§ What the task asks
If a line in the entries contains the word "dark", list it.

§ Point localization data
=-=-=-=-=
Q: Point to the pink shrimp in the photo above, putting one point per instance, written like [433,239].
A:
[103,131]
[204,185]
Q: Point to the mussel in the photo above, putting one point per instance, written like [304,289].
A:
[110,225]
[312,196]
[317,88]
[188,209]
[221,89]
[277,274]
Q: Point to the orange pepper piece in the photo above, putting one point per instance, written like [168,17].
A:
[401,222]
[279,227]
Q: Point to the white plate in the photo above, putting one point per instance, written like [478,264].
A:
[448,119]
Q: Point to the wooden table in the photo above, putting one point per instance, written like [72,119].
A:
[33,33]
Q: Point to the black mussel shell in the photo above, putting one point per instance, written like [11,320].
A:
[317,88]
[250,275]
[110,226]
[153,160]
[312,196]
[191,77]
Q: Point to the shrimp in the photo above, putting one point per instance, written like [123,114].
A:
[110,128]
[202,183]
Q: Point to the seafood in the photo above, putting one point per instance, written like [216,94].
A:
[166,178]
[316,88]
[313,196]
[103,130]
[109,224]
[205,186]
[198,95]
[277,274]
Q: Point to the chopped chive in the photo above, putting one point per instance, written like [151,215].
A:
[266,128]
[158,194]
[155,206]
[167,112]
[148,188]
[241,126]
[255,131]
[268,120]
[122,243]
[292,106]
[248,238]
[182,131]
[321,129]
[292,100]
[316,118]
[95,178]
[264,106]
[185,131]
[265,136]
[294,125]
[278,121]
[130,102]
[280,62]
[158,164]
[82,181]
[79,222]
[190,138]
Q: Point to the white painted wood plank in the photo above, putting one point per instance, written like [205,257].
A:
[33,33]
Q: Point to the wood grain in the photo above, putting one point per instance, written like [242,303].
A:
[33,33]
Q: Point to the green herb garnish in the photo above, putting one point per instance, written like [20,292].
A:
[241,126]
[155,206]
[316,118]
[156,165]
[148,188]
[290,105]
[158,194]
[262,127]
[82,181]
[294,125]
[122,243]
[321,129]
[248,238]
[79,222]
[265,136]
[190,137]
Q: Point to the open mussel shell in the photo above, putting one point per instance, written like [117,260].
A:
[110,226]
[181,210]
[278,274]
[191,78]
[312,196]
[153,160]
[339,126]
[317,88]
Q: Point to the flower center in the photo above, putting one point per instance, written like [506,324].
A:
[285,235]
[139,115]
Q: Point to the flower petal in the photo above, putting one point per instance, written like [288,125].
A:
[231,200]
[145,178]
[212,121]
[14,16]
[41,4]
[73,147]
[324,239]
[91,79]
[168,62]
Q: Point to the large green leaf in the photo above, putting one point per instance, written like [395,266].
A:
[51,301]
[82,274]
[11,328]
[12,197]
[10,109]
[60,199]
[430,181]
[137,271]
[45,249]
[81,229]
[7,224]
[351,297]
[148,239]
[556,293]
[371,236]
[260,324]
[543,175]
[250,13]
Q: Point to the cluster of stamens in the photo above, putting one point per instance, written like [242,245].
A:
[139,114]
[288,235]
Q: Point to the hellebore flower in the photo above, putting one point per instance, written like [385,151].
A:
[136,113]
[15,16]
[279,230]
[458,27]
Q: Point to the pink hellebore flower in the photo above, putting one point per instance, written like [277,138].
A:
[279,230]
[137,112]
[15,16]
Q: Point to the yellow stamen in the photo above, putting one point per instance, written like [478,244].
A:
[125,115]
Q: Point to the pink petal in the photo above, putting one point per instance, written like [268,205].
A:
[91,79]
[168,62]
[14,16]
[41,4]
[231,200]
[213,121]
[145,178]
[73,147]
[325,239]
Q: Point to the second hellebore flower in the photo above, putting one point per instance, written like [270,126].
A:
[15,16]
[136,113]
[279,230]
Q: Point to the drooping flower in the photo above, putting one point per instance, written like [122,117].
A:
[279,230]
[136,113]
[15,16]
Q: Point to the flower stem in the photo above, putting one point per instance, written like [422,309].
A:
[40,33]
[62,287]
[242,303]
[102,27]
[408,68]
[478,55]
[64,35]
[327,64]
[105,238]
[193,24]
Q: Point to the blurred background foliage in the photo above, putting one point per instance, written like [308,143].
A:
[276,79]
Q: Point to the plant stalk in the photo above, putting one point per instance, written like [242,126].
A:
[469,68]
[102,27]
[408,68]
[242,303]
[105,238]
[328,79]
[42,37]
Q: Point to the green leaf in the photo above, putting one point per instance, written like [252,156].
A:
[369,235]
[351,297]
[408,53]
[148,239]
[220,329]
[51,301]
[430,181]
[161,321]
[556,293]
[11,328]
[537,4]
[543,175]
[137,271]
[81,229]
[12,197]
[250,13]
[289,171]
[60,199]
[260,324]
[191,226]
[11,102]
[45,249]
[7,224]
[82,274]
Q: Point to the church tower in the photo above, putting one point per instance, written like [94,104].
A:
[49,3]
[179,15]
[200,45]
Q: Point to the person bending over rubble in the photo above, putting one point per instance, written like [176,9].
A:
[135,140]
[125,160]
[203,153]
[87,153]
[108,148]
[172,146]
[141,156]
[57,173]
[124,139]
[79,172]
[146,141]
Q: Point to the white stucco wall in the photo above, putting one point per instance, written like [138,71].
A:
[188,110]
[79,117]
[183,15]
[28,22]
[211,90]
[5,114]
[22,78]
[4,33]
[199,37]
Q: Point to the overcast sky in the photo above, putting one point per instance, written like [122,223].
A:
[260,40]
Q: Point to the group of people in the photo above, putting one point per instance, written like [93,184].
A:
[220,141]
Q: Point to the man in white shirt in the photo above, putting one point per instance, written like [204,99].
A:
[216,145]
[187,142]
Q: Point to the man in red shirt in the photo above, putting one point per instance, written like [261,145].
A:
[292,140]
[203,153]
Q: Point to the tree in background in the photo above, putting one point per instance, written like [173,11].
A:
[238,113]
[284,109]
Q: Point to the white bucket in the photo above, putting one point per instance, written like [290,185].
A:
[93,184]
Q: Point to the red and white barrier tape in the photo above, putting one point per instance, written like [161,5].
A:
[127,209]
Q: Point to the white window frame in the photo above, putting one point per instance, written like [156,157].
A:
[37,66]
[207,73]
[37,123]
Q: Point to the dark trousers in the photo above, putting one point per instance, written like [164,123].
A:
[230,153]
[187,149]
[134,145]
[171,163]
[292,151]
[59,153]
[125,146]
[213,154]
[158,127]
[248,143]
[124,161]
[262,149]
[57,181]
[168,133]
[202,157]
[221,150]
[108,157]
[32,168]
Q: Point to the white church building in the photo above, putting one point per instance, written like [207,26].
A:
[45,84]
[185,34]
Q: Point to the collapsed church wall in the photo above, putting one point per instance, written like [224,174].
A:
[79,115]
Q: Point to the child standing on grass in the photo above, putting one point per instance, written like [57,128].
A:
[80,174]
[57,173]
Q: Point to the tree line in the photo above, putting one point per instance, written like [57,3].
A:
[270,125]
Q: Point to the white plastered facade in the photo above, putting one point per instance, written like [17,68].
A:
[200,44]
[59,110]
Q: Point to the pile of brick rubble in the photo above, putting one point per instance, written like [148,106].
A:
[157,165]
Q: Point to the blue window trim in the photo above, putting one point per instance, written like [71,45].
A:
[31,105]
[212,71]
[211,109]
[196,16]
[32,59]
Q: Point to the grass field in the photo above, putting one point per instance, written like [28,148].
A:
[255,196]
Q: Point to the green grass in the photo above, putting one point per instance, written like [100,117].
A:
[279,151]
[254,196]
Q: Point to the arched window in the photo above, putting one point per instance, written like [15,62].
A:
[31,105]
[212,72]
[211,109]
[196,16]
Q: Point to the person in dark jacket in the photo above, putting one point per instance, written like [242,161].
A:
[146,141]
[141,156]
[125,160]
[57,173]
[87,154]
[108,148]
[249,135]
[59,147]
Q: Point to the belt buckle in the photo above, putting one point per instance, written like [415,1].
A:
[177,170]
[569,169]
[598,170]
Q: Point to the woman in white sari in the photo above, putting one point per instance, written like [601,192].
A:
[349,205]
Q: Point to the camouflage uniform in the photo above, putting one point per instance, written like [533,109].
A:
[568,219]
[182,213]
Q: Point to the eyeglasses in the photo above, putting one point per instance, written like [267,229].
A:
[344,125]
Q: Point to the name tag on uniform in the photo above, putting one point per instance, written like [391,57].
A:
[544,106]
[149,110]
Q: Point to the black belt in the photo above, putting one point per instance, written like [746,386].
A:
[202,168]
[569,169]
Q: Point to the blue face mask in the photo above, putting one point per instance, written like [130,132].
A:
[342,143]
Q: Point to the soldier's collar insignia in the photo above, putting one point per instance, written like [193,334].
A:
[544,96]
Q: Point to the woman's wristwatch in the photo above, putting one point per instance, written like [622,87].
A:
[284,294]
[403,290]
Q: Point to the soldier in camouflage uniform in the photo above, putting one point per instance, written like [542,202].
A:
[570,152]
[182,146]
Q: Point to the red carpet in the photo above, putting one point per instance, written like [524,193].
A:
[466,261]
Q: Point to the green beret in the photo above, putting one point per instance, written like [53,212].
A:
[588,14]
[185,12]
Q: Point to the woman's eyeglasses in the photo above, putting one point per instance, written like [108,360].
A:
=-=-=-=-=
§ Answer box
Q: Point to the dark trousers in the photo above, putting one point per instance, written like [164,123].
Q: Point to the person in dark jacket in the photo above, putting one point per instance, written like [242,161].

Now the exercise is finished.